#### Assignment:
Which lines below include the word "negative"? List every one of them.

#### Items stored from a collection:
------------------------------

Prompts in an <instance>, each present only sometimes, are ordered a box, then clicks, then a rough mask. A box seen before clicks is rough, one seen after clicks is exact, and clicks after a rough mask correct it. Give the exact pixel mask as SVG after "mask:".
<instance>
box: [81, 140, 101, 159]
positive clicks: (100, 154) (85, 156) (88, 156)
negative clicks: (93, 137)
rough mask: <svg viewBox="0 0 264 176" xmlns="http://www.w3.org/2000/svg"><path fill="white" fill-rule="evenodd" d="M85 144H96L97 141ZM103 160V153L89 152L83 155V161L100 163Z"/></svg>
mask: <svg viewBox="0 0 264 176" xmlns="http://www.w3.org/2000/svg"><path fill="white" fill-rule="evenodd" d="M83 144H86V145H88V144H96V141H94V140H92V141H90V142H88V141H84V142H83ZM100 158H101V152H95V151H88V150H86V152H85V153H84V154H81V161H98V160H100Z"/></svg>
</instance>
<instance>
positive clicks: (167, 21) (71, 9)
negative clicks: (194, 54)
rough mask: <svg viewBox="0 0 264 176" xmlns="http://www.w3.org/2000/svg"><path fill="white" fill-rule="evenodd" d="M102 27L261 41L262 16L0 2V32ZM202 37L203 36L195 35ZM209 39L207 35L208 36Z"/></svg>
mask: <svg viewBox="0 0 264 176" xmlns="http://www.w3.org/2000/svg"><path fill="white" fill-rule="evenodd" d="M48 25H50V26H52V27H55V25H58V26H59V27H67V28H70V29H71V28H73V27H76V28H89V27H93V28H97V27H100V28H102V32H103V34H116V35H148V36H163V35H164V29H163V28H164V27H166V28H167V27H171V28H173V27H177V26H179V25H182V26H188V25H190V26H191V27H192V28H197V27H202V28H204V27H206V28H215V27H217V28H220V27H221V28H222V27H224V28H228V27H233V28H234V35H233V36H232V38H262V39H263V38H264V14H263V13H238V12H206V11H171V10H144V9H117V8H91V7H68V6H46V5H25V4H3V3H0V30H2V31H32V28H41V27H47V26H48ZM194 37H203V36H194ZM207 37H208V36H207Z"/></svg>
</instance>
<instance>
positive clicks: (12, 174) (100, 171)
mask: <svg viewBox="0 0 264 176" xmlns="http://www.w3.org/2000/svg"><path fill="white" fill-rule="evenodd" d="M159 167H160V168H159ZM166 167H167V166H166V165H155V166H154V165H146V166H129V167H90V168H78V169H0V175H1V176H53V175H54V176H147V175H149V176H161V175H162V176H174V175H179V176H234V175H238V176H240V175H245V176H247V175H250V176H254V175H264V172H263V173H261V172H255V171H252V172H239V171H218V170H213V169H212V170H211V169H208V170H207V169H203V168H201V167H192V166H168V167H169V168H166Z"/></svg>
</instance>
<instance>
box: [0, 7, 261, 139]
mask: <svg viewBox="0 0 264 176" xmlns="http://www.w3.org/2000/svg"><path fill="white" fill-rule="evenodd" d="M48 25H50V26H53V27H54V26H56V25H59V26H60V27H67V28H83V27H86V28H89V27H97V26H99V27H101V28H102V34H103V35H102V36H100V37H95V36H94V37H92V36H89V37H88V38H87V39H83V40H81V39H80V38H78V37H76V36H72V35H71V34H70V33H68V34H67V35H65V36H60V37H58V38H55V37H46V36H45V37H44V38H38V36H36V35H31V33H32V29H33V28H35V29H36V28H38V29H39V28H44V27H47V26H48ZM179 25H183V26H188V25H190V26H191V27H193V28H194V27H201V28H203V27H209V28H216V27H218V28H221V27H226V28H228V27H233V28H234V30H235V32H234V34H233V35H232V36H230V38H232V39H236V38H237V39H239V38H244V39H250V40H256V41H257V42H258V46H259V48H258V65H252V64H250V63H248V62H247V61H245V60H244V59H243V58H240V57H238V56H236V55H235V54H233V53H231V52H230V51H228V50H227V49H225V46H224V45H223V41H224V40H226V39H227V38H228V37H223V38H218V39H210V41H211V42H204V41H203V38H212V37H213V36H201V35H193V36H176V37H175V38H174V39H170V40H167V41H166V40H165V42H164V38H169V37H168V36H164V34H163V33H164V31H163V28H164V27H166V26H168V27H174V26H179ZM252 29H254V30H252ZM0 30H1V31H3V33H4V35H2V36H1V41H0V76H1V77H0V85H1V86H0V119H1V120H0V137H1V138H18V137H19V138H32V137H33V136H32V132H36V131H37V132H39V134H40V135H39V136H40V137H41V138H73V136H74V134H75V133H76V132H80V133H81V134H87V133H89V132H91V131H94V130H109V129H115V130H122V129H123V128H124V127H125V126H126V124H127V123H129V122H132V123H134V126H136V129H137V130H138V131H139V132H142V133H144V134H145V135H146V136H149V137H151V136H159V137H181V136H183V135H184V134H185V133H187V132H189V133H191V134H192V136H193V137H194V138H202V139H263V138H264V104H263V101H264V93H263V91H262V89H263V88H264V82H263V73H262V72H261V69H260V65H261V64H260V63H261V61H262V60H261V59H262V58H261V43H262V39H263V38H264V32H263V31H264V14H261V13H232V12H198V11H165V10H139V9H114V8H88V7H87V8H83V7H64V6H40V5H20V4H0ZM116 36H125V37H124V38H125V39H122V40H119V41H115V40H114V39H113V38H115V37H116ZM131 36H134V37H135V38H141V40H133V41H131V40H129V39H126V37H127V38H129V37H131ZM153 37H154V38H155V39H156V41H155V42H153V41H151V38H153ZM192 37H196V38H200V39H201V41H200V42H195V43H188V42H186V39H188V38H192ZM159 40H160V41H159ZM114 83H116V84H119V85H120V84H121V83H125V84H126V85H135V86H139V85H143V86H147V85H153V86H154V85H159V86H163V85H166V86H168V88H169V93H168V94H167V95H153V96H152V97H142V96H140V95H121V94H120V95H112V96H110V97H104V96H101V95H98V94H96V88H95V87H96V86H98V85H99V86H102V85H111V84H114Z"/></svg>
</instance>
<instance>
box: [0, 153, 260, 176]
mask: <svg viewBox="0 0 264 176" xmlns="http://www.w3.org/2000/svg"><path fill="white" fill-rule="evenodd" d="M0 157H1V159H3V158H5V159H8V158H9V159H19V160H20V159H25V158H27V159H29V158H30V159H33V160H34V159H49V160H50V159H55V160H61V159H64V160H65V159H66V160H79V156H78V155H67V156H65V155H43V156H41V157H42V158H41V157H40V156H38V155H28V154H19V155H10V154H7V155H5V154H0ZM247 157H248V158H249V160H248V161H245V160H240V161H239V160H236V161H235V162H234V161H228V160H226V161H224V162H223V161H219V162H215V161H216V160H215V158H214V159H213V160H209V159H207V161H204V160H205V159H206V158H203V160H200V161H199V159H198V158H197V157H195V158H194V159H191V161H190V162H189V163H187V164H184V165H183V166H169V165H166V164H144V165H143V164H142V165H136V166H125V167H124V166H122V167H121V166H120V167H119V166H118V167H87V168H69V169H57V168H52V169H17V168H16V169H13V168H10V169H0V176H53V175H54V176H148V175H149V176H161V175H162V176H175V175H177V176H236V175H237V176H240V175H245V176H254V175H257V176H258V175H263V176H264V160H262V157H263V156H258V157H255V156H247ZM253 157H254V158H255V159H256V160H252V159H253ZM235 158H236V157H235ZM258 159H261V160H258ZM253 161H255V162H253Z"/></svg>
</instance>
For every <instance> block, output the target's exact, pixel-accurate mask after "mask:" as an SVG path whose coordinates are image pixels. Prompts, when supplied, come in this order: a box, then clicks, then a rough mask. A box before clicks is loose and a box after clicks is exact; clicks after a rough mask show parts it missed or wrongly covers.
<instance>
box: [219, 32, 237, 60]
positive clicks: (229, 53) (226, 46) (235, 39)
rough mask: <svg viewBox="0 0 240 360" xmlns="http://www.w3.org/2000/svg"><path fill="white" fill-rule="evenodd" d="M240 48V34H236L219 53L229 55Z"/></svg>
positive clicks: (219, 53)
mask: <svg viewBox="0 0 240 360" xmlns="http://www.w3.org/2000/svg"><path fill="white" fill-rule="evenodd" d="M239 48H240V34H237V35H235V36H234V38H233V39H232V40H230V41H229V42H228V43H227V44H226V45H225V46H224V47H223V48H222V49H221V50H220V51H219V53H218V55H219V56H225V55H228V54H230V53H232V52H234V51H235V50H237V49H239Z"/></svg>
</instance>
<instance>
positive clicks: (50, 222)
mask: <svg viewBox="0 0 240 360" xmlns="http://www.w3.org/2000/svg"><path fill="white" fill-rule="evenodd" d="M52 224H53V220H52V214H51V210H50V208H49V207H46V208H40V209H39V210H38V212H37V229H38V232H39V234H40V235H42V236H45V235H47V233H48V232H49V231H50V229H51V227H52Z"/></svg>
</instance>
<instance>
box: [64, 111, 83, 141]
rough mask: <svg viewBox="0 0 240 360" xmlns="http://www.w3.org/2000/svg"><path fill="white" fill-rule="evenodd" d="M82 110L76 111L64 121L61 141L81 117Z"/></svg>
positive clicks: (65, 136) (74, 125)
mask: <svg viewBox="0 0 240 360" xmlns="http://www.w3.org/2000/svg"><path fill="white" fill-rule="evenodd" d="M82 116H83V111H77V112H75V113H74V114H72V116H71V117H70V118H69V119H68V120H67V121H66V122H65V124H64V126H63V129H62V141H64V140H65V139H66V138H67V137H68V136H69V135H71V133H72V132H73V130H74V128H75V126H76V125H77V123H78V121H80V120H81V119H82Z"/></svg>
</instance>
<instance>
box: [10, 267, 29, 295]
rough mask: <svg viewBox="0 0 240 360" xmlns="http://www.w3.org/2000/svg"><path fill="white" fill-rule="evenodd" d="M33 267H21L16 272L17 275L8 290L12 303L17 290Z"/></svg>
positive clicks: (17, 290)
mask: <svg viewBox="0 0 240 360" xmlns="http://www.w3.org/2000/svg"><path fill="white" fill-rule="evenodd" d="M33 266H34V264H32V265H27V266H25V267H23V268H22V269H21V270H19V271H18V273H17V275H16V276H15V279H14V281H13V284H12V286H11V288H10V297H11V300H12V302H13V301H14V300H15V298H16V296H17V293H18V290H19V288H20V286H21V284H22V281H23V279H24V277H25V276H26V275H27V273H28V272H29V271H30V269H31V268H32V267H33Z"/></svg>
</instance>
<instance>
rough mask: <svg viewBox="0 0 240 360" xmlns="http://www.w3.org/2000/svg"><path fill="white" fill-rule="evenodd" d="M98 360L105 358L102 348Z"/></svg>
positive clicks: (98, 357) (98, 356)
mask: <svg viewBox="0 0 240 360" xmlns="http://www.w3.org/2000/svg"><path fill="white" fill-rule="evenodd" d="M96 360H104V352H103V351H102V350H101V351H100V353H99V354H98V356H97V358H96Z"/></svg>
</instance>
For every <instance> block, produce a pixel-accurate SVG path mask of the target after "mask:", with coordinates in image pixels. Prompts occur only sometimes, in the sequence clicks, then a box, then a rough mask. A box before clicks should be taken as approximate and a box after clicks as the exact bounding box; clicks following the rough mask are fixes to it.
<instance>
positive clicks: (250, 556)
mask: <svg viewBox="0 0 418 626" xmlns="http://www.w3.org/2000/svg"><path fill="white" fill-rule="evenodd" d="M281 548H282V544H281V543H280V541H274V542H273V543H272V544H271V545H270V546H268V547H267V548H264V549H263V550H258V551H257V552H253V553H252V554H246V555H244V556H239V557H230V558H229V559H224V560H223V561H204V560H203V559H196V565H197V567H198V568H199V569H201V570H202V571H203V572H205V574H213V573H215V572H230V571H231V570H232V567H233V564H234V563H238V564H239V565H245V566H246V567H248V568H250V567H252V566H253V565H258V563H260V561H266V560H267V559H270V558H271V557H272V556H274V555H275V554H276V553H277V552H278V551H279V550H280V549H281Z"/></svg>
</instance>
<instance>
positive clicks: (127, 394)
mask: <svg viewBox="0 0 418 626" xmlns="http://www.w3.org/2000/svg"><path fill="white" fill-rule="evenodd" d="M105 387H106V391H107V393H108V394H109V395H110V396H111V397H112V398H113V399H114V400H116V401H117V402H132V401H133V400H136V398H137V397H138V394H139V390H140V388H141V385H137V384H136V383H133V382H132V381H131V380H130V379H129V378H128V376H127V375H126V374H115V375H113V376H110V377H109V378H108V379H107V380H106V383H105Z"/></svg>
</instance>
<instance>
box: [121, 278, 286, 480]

------------------------------

#### The answer:
negative clicks: (93, 137)
negative clicks: (194, 54)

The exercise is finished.